▶ [DESCRIPTION OF THE TASK] Transcribe the following entries letter for letter, without the pictures.

Stored data entries:
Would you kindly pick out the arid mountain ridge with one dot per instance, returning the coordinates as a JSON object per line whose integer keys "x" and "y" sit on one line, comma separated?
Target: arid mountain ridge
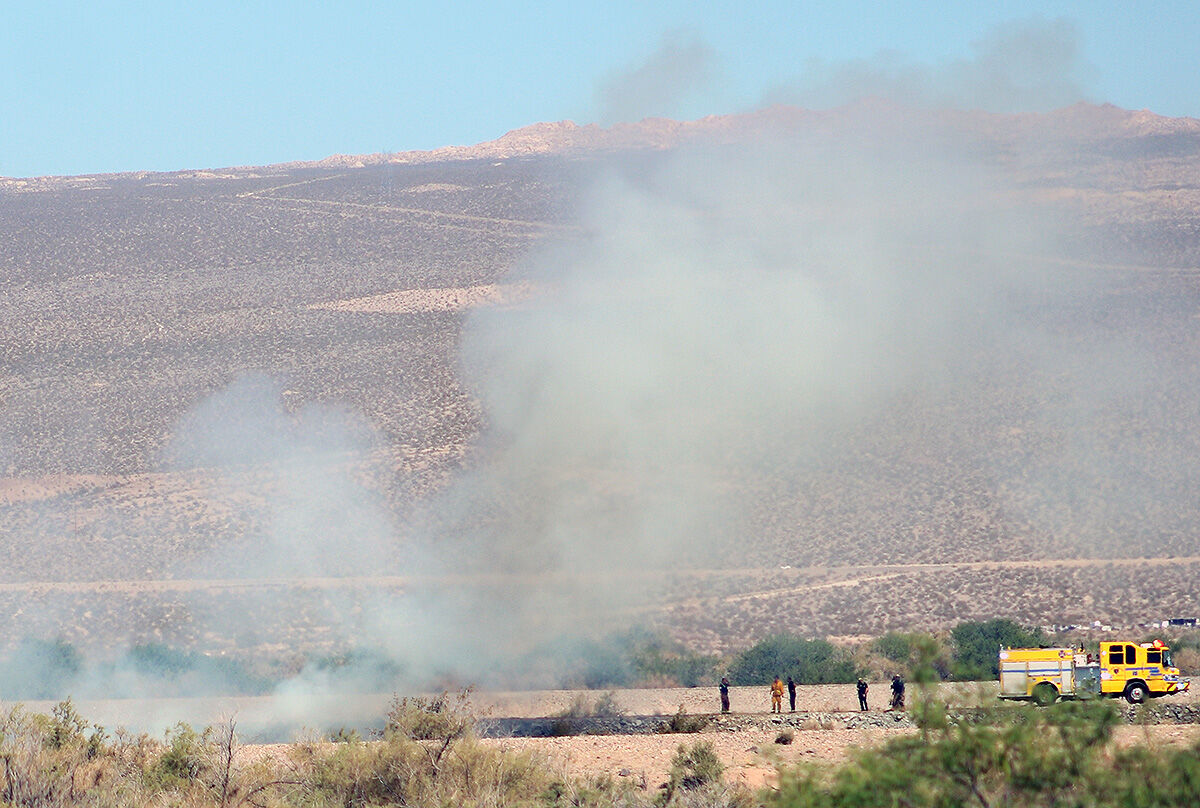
{"x": 130, "y": 300}
{"x": 1081, "y": 123}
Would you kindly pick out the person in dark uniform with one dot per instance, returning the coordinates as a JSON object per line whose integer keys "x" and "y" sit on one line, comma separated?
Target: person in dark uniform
{"x": 897, "y": 692}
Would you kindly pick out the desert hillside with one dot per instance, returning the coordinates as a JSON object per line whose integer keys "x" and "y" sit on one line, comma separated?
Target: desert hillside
{"x": 199, "y": 366}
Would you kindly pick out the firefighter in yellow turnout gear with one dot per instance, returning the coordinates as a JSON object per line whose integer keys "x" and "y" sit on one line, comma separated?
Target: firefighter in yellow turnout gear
{"x": 777, "y": 695}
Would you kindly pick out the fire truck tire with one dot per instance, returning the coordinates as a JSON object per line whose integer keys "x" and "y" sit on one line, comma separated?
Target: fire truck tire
{"x": 1044, "y": 694}
{"x": 1137, "y": 693}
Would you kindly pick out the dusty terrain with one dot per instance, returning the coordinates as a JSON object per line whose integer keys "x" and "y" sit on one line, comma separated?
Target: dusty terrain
{"x": 126, "y": 300}
{"x": 751, "y": 756}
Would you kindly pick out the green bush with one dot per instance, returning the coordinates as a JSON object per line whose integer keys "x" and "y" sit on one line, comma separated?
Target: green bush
{"x": 809, "y": 662}
{"x": 1003, "y": 756}
{"x": 977, "y": 646}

▶ [THE ANSWER]
Would you kindly pick out the arid mountain ridge with one dot per instance, returning the coordinates as a JSON object per line whose integer keys "x" and "y" sit on one line, comma separated?
Target: arid mountain ridge
{"x": 130, "y": 300}
{"x": 1081, "y": 123}
Would you kindly pick out the person in dark uniform with one dot per instance, returning the coordinates as a JSON object per line whose integer keys "x" and "y" sit on one line, comma separated?
Target: person in dark uniform
{"x": 897, "y": 692}
Would you kindly pick out the desert hillside with one dot per instance, returning the coordinates as a JSON object per line whose integer keys "x" and "y" sit on one line, comma separated?
Target: desert hillside
{"x": 199, "y": 366}
Would you kindly pick out the firefighter in yellow turnout gear with one dot per instance, returning the coordinates as a JSON object per line whose integer keys "x" and "y" sit on one line, comma separated?
Target: firefighter in yellow turnout gear
{"x": 777, "y": 695}
Would you kindly pick out the fire truck tire with one dot per instance, returning the coordinates as a JSON object per line whose integer keys "x" and "y" sit on one line, comma separated?
Target: fire truck tire
{"x": 1044, "y": 694}
{"x": 1137, "y": 693}
Would you kindly pick out the dusty terrain with one dot per instance, returning the coordinates as a JSON object per line whose integer keys "x" and "y" sit on one line, comma separated?
Target: dusty terrain
{"x": 126, "y": 300}
{"x": 751, "y": 756}
Would you kindly pick out the green bush with one dot per instance, returning the coordinates as a JSON object per line whose integer keys "x" and "y" sit on one line, comma separated?
Target: green bush
{"x": 809, "y": 662}
{"x": 1003, "y": 756}
{"x": 977, "y": 646}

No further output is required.